PROMPT A
Do these statements agree with the Mali coup report? (i) The curfew runs from 9 p.m. to 5 a.m. (ii) Keita was first elected in 2018. (iii) The U.N. peacekeeping mission in Mali numbers 15,600. Answer yes or no for each, quoting the deciding words.
PROMPT B
According to the Mali coup report, what did the soldiers who staged the coup promise or announce? List every item.

___ PROVIDED TEXT

The Malian soldiers who forced President Ibrahim Boubacar Keita to resign in a coup promised early Wednesday to organize new elections after their takeover was swiftly condemned by the international community.

In a statement carried overnight on state broadcaster ORTM, the mutinous soldiers who staged Tuesday’s military coup identified themselves as the National Committee for the Salvation of the People led by Colonel Major Ismael Wagué.

“With you, standing as one, we can restore this country to its former greatness,” Wagué said, announcing that borders were closed and that a curfew was going into effect from 9 p.m. to 5 a.m

The news of Keita’s departure was met with jubilation by anti-government demonstrators in the capital, Bamako, and alarm by former colonial ruler France and other allies and foreign nations.

The U.N. Security Council scheduled a closed meeting Wednesday August 19, 2020 afternoon to discuss the unfolding situation in Mali, where the U.N. has a 15,600-strong peacekeeping mission. Keita, who was democratically elected in a 2013 landslide and re-elected five years later, still had three years left in his term.

But his popularity had plummeted, and demonstrators began taking to the streets calling for his ouster in June.

West African regional bloc ECOWAS had sent mediators to try and negotiate a unity government but those talks fell apart when it became clear that the protesters would not accept less than Keita’s resignation.

______
___ LISTED ENTRIES

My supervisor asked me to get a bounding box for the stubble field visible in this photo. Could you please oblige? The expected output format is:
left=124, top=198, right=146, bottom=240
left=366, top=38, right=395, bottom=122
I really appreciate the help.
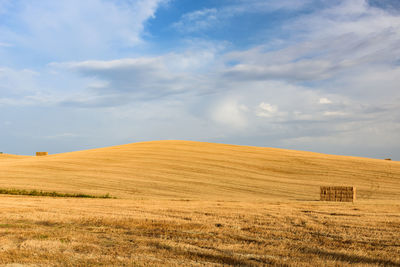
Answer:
left=0, top=141, right=400, bottom=266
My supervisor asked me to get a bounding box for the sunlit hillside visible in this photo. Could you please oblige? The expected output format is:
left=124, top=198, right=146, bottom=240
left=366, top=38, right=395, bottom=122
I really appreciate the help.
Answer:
left=0, top=141, right=400, bottom=200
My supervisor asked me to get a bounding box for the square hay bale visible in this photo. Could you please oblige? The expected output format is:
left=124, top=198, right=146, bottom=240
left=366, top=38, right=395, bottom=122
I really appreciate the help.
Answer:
left=320, top=186, right=356, bottom=202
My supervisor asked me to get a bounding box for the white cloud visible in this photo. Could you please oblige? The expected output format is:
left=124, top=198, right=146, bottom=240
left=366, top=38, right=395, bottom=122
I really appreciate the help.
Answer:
left=172, top=8, right=218, bottom=33
left=318, top=97, right=332, bottom=104
left=211, top=99, right=248, bottom=129
left=323, top=111, right=347, bottom=116
left=256, top=102, right=278, bottom=118
left=0, top=0, right=165, bottom=60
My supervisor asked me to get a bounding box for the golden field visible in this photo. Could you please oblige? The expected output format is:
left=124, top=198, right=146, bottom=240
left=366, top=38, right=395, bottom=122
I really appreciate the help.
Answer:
left=0, top=141, right=400, bottom=266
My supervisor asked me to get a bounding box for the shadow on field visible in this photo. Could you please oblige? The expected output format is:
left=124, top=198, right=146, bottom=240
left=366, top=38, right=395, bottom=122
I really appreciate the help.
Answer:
left=302, top=248, right=400, bottom=266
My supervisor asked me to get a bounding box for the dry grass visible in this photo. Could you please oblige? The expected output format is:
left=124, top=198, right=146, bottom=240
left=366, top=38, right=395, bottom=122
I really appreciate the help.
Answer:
left=0, top=141, right=400, bottom=266
left=0, top=196, right=400, bottom=266
left=0, top=141, right=400, bottom=200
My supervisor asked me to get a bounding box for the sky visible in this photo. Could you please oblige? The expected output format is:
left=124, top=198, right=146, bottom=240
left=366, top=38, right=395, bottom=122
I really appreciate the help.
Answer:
left=0, top=0, right=400, bottom=160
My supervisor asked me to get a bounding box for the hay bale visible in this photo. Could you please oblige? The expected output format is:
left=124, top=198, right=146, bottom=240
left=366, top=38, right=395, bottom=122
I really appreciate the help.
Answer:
left=320, top=186, right=356, bottom=202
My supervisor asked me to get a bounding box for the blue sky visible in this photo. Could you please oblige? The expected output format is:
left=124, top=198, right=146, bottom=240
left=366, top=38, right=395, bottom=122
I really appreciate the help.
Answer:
left=0, top=0, right=400, bottom=160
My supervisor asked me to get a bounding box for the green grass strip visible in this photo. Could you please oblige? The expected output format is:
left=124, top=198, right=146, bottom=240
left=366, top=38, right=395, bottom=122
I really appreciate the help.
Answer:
left=0, top=189, right=115, bottom=198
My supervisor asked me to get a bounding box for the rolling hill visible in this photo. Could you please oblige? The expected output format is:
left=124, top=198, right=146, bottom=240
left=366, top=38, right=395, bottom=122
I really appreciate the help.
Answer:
left=0, top=141, right=400, bottom=200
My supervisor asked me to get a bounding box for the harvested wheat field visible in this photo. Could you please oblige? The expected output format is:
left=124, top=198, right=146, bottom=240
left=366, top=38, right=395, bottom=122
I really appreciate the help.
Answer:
left=0, top=141, right=400, bottom=266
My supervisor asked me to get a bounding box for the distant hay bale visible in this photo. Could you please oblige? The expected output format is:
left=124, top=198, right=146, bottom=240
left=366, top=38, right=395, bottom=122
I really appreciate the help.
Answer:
left=320, top=186, right=356, bottom=202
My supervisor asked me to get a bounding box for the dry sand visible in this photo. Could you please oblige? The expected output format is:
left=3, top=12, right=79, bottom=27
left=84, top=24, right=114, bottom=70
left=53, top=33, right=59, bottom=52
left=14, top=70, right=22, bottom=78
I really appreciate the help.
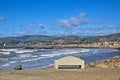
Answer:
left=0, top=67, right=120, bottom=80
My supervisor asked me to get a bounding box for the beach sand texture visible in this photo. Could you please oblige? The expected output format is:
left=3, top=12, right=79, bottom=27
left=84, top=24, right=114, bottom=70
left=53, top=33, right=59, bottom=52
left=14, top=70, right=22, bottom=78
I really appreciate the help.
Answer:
left=0, top=67, right=120, bottom=80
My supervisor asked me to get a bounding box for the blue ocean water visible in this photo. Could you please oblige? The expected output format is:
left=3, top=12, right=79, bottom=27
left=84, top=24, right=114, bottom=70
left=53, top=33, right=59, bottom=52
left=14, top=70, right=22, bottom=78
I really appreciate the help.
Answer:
left=0, top=48, right=120, bottom=70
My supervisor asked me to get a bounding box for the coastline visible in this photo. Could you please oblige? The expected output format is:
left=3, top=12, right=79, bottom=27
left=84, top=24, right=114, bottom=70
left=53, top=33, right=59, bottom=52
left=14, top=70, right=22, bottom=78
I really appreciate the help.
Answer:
left=0, top=56, right=120, bottom=80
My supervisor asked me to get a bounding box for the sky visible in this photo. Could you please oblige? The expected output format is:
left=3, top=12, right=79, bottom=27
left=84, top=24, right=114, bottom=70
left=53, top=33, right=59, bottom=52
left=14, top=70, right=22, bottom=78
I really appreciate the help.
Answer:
left=0, top=0, right=120, bottom=37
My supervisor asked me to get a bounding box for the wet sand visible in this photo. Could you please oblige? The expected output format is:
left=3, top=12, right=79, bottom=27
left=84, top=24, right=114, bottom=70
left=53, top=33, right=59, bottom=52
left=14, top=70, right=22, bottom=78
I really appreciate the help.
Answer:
left=0, top=67, right=120, bottom=80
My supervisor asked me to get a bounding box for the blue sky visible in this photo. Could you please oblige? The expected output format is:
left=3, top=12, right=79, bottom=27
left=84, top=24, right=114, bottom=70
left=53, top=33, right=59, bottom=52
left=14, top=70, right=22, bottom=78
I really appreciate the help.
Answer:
left=0, top=0, right=120, bottom=37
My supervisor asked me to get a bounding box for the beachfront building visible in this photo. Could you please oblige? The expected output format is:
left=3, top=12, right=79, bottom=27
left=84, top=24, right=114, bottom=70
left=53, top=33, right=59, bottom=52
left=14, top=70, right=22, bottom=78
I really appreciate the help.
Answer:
left=54, top=56, right=85, bottom=69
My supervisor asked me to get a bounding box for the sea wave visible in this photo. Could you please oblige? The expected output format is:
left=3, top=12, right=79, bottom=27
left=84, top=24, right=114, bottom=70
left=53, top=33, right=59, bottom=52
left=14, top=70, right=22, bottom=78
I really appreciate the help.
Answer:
left=0, top=51, right=11, bottom=55
left=0, top=49, right=38, bottom=53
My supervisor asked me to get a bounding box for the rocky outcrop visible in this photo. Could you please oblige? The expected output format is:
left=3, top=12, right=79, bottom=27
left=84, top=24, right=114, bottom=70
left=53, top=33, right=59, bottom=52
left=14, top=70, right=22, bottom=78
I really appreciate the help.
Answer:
left=87, top=56, right=120, bottom=69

______

ANSWER AREA A
(i) Yes: "a curfew was going into effect from 9 p.m. to 5 a.m"
(ii) No: "democratically elected in a 2013 landslide and re-elected five years later"
(iii) Yes: "the U.N. has a 15,600-strong peacekeeping mission"

ANSWER AREA B
- They would organize new elections.
- The borders were closed.
- A curfew was going into effect from 9 p.m. to 5 a.m.